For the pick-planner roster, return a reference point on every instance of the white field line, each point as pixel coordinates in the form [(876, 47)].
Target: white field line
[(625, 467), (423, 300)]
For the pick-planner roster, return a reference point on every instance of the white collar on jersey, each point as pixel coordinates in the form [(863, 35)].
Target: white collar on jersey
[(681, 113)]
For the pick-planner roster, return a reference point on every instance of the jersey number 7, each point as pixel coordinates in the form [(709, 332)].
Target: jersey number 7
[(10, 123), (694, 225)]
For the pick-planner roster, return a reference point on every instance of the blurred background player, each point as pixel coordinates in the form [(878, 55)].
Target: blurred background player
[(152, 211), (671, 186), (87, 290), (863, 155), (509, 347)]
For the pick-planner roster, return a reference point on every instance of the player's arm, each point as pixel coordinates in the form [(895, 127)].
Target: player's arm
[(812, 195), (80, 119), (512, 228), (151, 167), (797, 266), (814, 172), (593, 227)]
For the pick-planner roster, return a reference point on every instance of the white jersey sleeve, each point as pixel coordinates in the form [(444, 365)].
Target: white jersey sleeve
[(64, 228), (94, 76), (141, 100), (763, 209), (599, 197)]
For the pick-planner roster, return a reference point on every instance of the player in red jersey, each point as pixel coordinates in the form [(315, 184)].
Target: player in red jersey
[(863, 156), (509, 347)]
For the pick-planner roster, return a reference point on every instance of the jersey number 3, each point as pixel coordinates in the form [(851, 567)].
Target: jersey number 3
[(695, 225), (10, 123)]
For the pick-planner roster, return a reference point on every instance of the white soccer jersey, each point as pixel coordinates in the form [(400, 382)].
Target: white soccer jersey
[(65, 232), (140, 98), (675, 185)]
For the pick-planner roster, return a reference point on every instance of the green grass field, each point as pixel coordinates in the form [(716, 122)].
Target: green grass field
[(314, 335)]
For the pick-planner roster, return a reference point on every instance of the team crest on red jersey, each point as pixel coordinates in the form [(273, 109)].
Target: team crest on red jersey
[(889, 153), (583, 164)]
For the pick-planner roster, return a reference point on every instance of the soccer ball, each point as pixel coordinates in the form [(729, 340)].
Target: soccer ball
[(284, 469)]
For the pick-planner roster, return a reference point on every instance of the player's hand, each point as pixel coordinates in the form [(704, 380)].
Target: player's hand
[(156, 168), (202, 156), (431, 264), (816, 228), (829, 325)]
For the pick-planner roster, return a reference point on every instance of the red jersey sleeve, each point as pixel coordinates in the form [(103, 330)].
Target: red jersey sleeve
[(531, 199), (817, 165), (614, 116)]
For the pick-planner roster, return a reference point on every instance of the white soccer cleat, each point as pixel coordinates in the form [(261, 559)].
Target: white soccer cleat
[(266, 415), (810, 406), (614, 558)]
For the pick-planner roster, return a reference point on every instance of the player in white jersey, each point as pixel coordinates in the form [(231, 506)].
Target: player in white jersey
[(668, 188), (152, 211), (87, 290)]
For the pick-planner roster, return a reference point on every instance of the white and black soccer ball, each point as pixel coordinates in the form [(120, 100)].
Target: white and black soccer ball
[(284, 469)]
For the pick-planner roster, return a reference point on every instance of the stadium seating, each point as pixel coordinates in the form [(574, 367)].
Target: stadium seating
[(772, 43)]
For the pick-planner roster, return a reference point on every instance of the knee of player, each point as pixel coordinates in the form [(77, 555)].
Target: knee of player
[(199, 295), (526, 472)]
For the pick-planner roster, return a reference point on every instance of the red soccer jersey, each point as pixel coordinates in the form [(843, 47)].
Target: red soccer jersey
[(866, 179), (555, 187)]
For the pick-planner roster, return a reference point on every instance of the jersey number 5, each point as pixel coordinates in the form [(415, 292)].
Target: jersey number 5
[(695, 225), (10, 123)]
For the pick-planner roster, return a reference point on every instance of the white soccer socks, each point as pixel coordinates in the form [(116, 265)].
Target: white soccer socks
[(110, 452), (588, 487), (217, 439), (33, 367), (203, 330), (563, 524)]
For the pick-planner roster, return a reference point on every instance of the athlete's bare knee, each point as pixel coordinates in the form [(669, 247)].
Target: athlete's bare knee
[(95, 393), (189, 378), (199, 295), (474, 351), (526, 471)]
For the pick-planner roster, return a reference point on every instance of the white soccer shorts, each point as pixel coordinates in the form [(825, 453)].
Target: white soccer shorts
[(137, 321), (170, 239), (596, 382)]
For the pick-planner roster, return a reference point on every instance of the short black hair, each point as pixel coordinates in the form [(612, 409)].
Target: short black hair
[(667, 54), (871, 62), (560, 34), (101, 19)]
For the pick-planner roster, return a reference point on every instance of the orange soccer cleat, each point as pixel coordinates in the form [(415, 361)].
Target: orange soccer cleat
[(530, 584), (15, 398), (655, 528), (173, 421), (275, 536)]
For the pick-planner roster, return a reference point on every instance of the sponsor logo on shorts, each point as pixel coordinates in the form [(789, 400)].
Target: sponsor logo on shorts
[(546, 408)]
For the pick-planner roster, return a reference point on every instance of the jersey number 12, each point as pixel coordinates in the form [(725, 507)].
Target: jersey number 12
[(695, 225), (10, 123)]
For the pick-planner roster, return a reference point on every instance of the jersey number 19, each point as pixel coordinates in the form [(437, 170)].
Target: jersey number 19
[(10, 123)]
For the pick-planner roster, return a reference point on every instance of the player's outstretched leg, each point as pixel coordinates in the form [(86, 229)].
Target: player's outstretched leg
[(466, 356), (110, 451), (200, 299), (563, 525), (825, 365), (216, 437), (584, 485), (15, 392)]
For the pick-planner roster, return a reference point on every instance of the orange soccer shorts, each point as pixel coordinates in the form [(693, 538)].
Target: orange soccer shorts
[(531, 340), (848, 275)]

• _Problem details_:
Rewrite all of the material above with "pick-planner roster" changed to "grasp-planning list" at every occurrence and everything else left as it is.

• _Finished task_:
For the grasp-planning list, return a reference point on every instance of the white field line, each point as pixel coordinates in the form [(876, 47)].
Target: white field line
[(625, 467), (423, 300)]
For the grasp-planning list, return a reference point on every instance of the white collar on jersey, each point as pixel coordinates in the form [(863, 35)].
Target: white collar on jersey
[(681, 113)]
For the grasp-planning list, return a reference point on every instance of the jersey number 7, each point as pixel coordinates in the form [(709, 332)].
Target: jersey number 7
[(10, 123), (694, 225)]
For the grasp-planning list, return a reference point on every instance of the blurred background player, each point as pixel coordinates in the form [(878, 55)].
Target: blurred background player
[(152, 211), (671, 186), (87, 290), (863, 155), (509, 347)]
For the grasp-planning list, return a reference point on every instance of the player's arm, each point as pixel coordinates in the form [(895, 127)].
Target: player's arm
[(812, 195), (80, 119), (512, 228), (151, 167), (797, 266), (814, 172), (593, 227)]
For the grasp-planning list, return a reference point on every instance of the white jersey sleeve, each point as pixel coordinates in the form [(444, 365)].
Target: white jersey sleeve
[(64, 228), (94, 76), (141, 100), (763, 209), (599, 197)]
For the grasp-planning list, return a reference point on every instance of the player in red jersey, each point as pixel coordinates in the form [(315, 184)].
Target: player in red jersey
[(863, 156), (509, 347)]
For the grasp-planning list, return a reference point on every instance of the jersey number 3, each point as pixel coordinates in the form [(851, 567)].
Target: jersey number 3
[(695, 225), (10, 123)]
For the grasp-planning list, return a reference point on every instance of the white soccer jersey, each point as pixel coordinates in the form [(400, 382)].
Target: white soccer jersey
[(65, 232), (140, 98), (675, 185)]
For the grasp-planning list, return a reference point on every instance of the green grass field, each point as pixel coordinates in the form [(716, 122)].
Target: green grass field
[(314, 335)]
For the grasp-planning list, return a reference point on every instance of the team crest on red jersey, each point as pixel coordinates in the form [(273, 109)].
Target: team crest on red jersey
[(889, 153), (583, 164)]
For the grasp-planning list, return a reference point on every instance of the soccer ball, each point as pixel coordinates in the form [(729, 340)].
Target: soccer ball
[(284, 469)]
For the grasp-planning list, return a reference point on every instance of the player's hand, each point as pixel coordinates in the form [(704, 380)].
Target: player's hand
[(156, 168), (202, 156), (431, 264), (816, 228), (829, 325)]
For the grasp-planning list, return a reference point on every instance of the red jersey sleeve, each point as pixel coordinates in the form [(103, 330)].
Target: red jersey sleeve
[(531, 199), (817, 165), (614, 116)]
For the grasp-planning list, return a reference point on every instance of the white soccer cleat, each point as pixel coordinates in the form [(261, 559)].
Target: white soccer cleat
[(266, 415), (810, 406), (614, 558)]
For the grasp-planning list, return a reference point on every instance of the player in white jersey, each point as pixel coordinates in the form [(231, 506)].
Target: player in white jersey
[(668, 188), (152, 211), (87, 290)]
For the grasp-planning list, return a reference point on every instance of the white and black soccer ball, each point as pixel coordinates in the form [(120, 100)].
Target: white and black soccer ball
[(284, 469)]
For the grasp-planning list, return a reference point on every instance of the stadium seating, each point as pixel coordinates in the form [(574, 367)].
Target: stadium seating
[(772, 43)]
For the grasp-planning list, return a reference point on every instance of the knee of player, each point as pixel coordinates in the form [(77, 555)].
Target: knee of player
[(199, 295), (526, 472)]
For the grasp-planning list, return a reference point on every instance of the red soccer jersey, each point as pixel coordinates in the form [(843, 47)].
Target: red soccer jersey
[(866, 179), (555, 187)]
For the grasp-planning list, return a reference point on every instance of the jersey number 5, each point as pixel coordinates in the form [(415, 292)].
Target: jersey number 5
[(695, 225), (10, 123)]
For the grasp-planning list, return a reference point on every instance of the white soccer socks, each point as pixel coordinates in the form [(116, 265)].
Target: white soccer socks
[(110, 452), (588, 487), (217, 439), (33, 367), (203, 330), (563, 524)]
For the grasp-planning list, return a reference point on every instance of the athlete's bare knee, each point as pixel coordinates in the form [(669, 247)].
Target: athlete's bare knee
[(95, 393), (189, 378), (199, 295), (474, 351), (526, 471)]
For the grasp-planning list, return a reference point on every instance of the white soccer shorts, each point as pixel coordinates in the form [(825, 453)].
Target: white soccer shorts
[(137, 321), (170, 239), (596, 382)]
For the grasp-planning list, return a reference point on every instance of the short black hair, each point as pixel coordinates in the form [(612, 409)].
Target: short black hair
[(667, 54), (871, 62), (560, 34), (101, 19)]
For the grasp-planning list, return a reference point on every instance of the orange soccer cleat, each point as pixel coordinates in the form [(415, 361)].
Target: orange soccer cleat
[(530, 584), (15, 398), (655, 528), (173, 421), (275, 536)]
For the grasp-planning list, return a reference point on every instance of the sponsor logo on shorts, each point as pixel coordinates in the form [(789, 400)].
Target: sponsor logo on shorts
[(546, 408)]
For the grasp-planning list, return a reference point on every instance of the jersey number 12, each point as pixel coordinates in the form [(725, 507)].
Target: jersey number 12
[(695, 225), (10, 123)]
For the grasp-planning list, return a reference point on every instance of the jersey number 19, each point as pixel coordinates in the form [(437, 170)].
Target: jersey number 19
[(10, 123)]
For the grasp-planning list, return a reference point on every instance of the player's outstretched leg, each point as pixel coordinates in the form [(86, 229)].
Target: player's outstretched leg
[(466, 356), (110, 451), (200, 299), (563, 525), (825, 365), (216, 437), (584, 485), (15, 392)]
For the grasp-planning list, return a reference point on every instance of the orange soccer shorts, each point as pixel coordinates in the form [(693, 538)].
Target: orange soccer shorts
[(531, 340), (848, 275)]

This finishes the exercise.